| Collected data |
----
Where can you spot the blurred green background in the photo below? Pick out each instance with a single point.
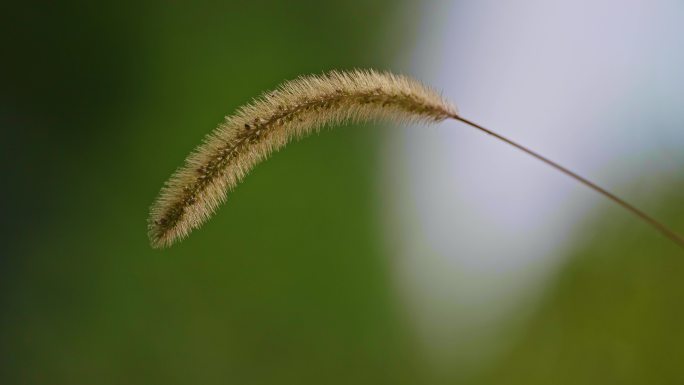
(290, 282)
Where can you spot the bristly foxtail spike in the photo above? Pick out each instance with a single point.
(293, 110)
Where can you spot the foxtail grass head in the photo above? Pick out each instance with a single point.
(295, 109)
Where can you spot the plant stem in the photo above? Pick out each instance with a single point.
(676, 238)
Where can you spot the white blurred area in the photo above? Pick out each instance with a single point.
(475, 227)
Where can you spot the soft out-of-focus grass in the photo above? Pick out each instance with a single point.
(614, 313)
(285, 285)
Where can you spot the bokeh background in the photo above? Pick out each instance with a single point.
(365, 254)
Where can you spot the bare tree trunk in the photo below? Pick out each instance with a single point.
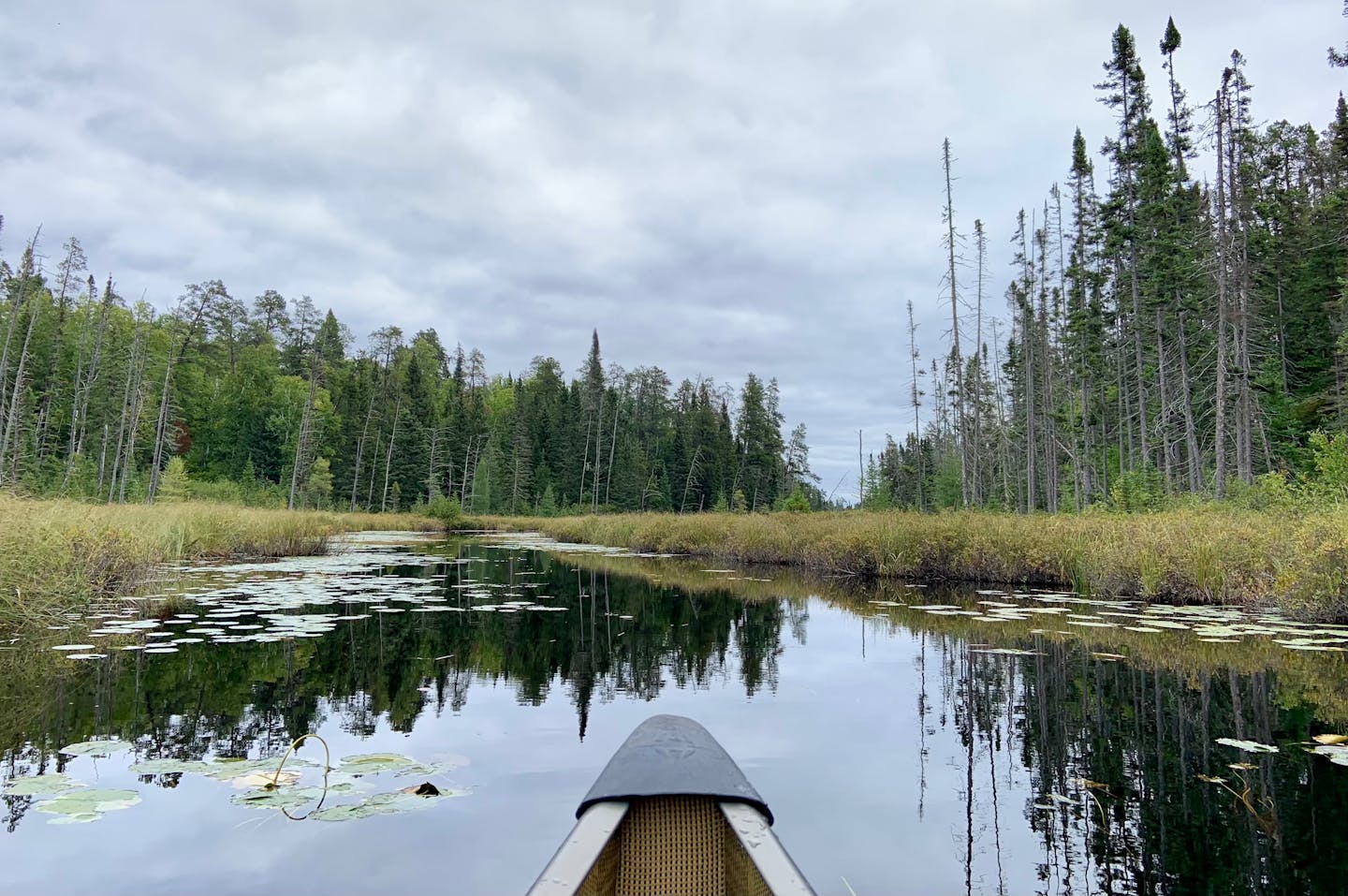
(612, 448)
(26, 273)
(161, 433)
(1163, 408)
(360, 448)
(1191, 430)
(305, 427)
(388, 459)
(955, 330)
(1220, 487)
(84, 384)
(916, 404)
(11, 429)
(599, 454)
----
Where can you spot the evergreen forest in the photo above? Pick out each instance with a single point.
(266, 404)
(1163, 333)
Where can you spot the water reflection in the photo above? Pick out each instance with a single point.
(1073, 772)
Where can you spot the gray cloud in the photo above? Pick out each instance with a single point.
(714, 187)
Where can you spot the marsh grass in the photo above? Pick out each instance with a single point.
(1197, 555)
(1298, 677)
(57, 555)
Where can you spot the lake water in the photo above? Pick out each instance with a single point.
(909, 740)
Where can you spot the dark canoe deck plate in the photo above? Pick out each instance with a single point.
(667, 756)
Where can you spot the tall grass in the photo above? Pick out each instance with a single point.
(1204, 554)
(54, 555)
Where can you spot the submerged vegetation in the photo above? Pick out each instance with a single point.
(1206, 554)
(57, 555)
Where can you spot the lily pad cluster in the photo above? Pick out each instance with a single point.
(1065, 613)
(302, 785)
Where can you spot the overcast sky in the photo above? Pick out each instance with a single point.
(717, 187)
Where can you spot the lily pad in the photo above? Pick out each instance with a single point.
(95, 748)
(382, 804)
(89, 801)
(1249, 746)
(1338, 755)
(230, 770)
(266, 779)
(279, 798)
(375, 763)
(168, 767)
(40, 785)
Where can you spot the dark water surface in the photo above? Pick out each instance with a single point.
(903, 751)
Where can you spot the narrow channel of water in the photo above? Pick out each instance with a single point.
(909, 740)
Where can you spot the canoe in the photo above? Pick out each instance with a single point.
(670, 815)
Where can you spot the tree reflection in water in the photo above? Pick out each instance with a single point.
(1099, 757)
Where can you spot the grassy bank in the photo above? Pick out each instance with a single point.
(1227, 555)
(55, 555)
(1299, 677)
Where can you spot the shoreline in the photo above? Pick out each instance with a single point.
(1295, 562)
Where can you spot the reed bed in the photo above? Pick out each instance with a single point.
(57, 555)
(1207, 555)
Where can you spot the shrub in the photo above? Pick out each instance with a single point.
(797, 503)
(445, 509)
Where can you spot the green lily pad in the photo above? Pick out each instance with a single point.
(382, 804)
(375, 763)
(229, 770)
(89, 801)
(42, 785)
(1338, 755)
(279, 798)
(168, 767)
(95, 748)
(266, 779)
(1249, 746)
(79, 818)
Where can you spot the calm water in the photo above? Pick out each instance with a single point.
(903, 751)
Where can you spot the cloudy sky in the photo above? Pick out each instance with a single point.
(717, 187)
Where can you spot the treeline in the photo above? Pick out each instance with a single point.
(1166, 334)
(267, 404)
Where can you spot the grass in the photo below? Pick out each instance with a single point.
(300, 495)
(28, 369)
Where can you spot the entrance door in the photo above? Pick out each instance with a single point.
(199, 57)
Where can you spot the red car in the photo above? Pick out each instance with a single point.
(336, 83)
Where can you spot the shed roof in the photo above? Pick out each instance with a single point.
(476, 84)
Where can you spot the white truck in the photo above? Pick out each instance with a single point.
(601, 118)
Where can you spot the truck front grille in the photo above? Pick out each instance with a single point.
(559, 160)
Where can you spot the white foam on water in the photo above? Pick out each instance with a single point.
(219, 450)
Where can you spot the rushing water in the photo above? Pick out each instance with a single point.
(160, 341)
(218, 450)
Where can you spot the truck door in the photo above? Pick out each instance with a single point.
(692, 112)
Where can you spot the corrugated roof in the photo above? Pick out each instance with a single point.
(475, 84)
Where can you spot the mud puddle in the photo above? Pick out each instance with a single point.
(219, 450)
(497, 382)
----
| Problem statement |
Pick out every line of the data above that contains the string "water" and copy each one.

| Exercise output |
Where can you spot the water reflection in the photo above? Pick out each instance with a single point.
Where can you spot the lake water in the photo above? Pick out each instance with a single point.
Where can you spot the dark water surface in the photo above? Pick out each instance with a single point.
Where can you spot the narrow channel of water in the photo above? Pick out each instance with a single point.
Where can you spot the tree reflection in water in the photo above? Pick out each instance with a single point.
Where can you spot the calm water in the photo above? Pick out each instance with a single point.
Where can you spot the white foam on water in the photo above? Pick out each instance with a single point.
Where can you spot the rushing water in the photo above? Pick out each instance with a single point.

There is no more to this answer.